* Set exercise: Reproduce, unchanged, the stretch of the listing from the line containing "target | gable wall" through the line containing "(1102, 220)", both included, and nothing else.

* Records shown:
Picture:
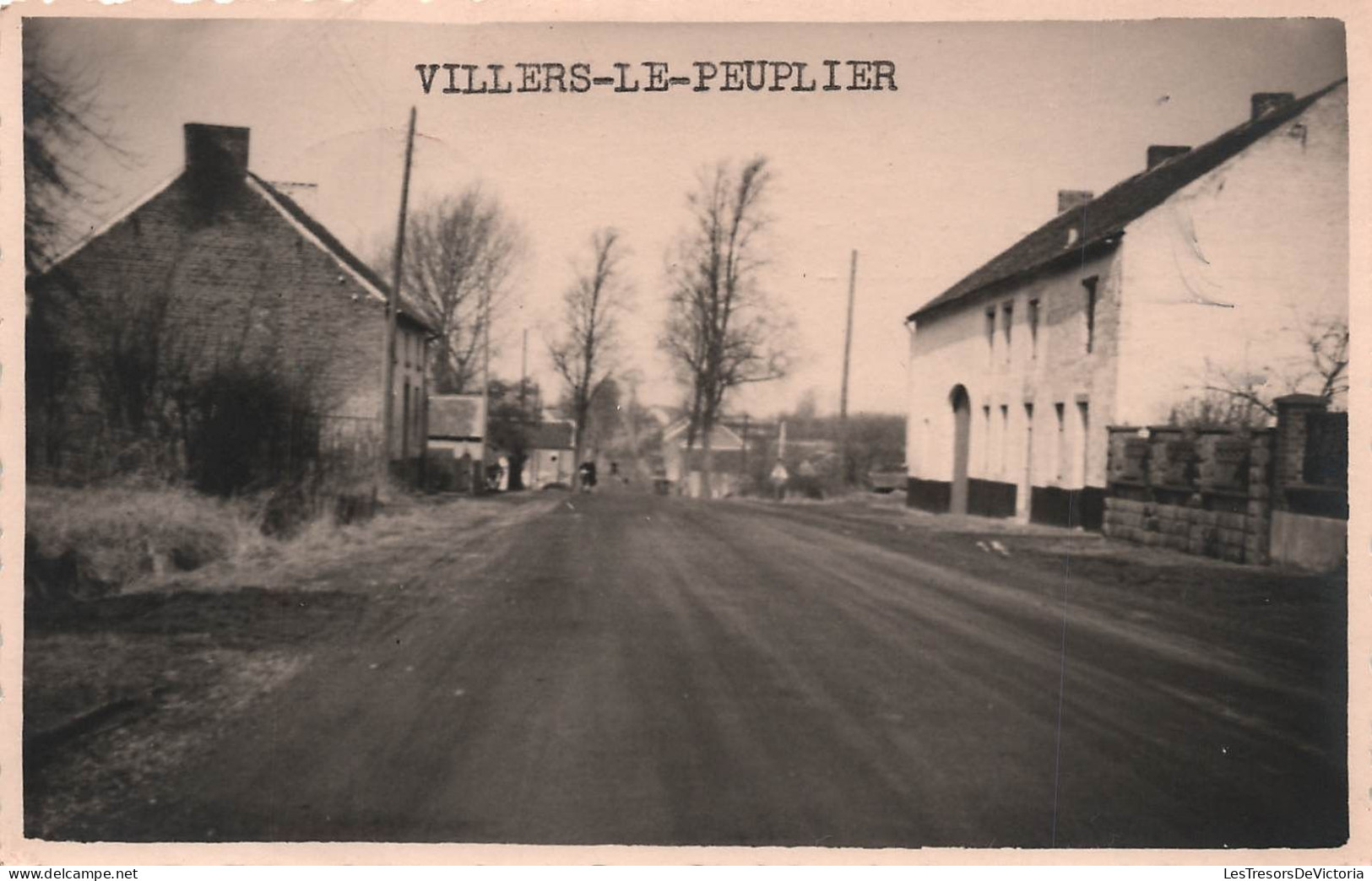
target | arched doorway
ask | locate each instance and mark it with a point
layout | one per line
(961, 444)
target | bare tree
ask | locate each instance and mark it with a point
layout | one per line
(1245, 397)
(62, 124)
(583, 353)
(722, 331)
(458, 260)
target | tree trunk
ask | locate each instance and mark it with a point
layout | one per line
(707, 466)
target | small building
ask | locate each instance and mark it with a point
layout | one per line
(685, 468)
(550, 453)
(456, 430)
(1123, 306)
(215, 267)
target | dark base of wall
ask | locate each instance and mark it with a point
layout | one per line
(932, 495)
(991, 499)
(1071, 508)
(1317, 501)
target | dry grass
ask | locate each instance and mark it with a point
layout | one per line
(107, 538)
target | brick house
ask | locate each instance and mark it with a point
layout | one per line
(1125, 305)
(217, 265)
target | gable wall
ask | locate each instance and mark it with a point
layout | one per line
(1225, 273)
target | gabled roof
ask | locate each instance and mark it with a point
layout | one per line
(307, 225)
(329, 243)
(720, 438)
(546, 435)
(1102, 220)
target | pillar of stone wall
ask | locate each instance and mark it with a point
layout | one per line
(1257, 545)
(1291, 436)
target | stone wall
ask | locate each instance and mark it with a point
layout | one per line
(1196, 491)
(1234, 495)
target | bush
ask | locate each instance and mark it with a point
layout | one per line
---
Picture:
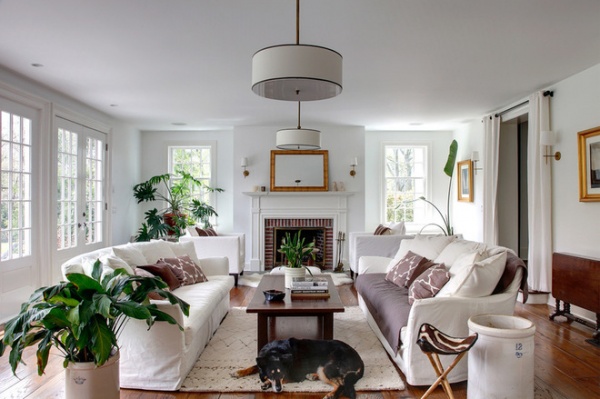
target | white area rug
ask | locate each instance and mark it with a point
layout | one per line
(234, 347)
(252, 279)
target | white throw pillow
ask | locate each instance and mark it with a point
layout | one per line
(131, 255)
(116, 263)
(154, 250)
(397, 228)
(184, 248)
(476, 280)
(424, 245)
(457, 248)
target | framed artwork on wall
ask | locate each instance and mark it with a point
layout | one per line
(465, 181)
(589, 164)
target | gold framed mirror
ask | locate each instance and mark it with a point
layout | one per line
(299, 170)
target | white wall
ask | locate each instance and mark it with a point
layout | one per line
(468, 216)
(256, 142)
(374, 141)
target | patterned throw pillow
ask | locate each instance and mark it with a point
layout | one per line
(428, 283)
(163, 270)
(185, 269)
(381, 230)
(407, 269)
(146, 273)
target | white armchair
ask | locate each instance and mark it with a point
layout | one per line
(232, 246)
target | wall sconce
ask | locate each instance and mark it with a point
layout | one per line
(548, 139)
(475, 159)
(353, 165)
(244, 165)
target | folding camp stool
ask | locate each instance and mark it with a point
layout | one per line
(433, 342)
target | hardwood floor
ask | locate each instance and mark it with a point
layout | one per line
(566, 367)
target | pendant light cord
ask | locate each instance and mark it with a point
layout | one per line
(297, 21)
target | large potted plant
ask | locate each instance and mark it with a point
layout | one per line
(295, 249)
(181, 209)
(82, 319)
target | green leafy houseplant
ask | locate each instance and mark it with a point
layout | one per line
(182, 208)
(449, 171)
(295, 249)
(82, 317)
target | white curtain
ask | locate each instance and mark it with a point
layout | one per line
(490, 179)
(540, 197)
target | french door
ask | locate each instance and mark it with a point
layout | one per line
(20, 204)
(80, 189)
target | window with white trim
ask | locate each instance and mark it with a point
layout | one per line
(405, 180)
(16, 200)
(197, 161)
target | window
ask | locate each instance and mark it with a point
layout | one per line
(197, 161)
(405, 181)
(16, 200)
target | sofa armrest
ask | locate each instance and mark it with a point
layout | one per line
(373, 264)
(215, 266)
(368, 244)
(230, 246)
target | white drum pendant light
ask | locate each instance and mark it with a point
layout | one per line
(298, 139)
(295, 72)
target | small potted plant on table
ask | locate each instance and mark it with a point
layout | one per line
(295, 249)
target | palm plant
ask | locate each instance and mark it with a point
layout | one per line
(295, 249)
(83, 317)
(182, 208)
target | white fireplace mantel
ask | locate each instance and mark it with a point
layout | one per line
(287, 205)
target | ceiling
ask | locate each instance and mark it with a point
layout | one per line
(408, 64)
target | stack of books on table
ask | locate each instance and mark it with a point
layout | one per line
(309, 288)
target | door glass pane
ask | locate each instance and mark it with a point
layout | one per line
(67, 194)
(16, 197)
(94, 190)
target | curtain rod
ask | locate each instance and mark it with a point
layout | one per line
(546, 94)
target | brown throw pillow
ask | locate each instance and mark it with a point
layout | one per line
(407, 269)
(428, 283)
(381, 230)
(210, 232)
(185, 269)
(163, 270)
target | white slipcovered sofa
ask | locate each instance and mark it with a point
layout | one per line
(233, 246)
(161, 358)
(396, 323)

* Solution for this exercise:
target | gable wall
ask | locate each instance and mark it with a point
layout | one per line
(1225, 273)
target | gabled roof
ask | locate each instance and mark it with a point
layout | one per line
(307, 225)
(329, 243)
(720, 438)
(546, 435)
(1102, 220)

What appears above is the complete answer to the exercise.